━━━━━ TEXTE FOURNI

Le Graal

Publié le par NightWind

Étymologie
À l'origine le mot graal désigne un plat large et assez profond, un récipient creux. Une origine supposée est que le mot graal viendrait du latin médiéval cratella, vase. Pour d'autres, le mot graal ou grasal désigne un plat creux destiné à servir les viandes riches en jus. Il est possible aussi que graal vienne de l'hébreu goral qui signifie sort, hasard.

 

La Nature du Graal
Citation:
D'un graal tenu à deux mains était porteuse une demoiselle, qui s'avançait avec les jeunes gens, belle, gracieuse, élégamment parée. Quand elle fut entrée dans la pièce, avec le graal qu'elle tenait, il se fit une si grande clarté que les chandelles en perdirent leur éclat comme les étoiles au lever du soleil ou de la lune. (…) Le jeune homme les vit passer et il n'osa pas demander qui l'on servait de ce graal.

 

La première mention écrite du Graal est donnée à la fin du XIIe siècle par Chrétien de Troyes dans son roman Perceval ou le Conte du Graal. Cette œuvre inachevée inspira de nombreuses suites. Robert de Boron écrivit sur le même thème Joseph ou l'Estoire dou Graal, puis parut en franco-picard Perlesvaus ou Haut livre du Graal, et finalement le Parzival de Wolfram von Eschenbach. Il faut noter que curieusement et assez subitement vers 1230 le thème du Graal ne donnera plus lieu à de nouveaux développements littéraires.

 

 

La nature de cet objet légendaire a connu de nombreuses évolutions. Sa forme de coupe résulterait initialement d'une évolution de la figure du chaudron du Dagda de la mythologie celtique. À noter que Chrétien de Troyes ne désigne jamais l'objet de la quête par le terme de «Saint Graal». Ce n'est qu'au début du XIIIe siècle que le récipient se christianise, quand Robert de Boron l'assimile au Saint Calice des Évangiles (la coupe utilisée par le Christ lors de la Cène), donnant ainsi naissance au «Saint Graal». De la même manière, des auteurs plus tardifs ont associé la Sainte Lance, utilisée par le centurion romain Longinus qui a blessé Jésus au flanc et sur laquelle se trouvait le sang du Christ, avec la lance décrite par Chrétien de Troyes.

━━━━━━━━━━
━━━━━ MATÉRIEL FOURNI

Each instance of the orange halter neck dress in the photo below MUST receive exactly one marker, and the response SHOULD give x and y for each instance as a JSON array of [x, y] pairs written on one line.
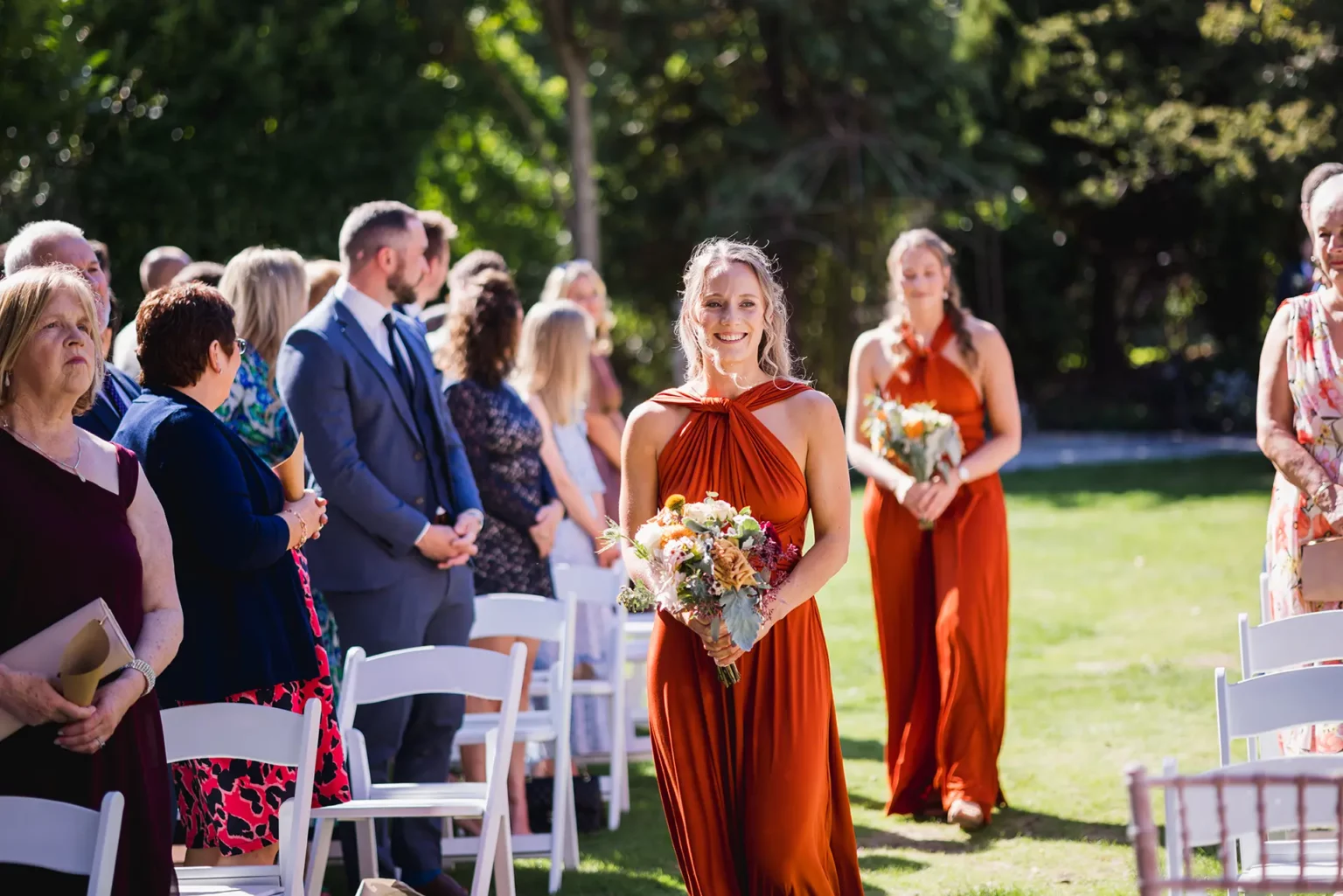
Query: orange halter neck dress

━━━━━━━━━━

--- CONSIGNE A ---
D'après le texte fourni, vers quelle année le thème du Graal cesse-t-il de donner lieu à de nouveaux développements littéraires ?
--- CONSIGNE B ---
Recopiez le passage du texte fourni qui va de « La première mention » jusqu'à « nouveaux développements littéraires. », en substituant « récit » à « roman ».

--- CORRIGÉ A ---
Vers 1230.

--- CORRIGÉ B ---
La première mention écrite du Graal est donnée à la fin du XIIe siècle par Chrétien de Troyes dans son récit Perceval ou le Conte du Graal. Cette œuvre inachevée inspira de nombreuses suites. Robert de Boron écrivit sur le même thème Joseph ou l'Estoire dou Graal, puis parut en franco-picard Perlesvaus ou Haut livre du Graal, et finalement le Parzival de Wolfram von Eschenbach. Il faut noter que curieusement et assez subitement vers 1230 le thème du Graal ne donnera plus lieu à de nouveaux développements littéraires.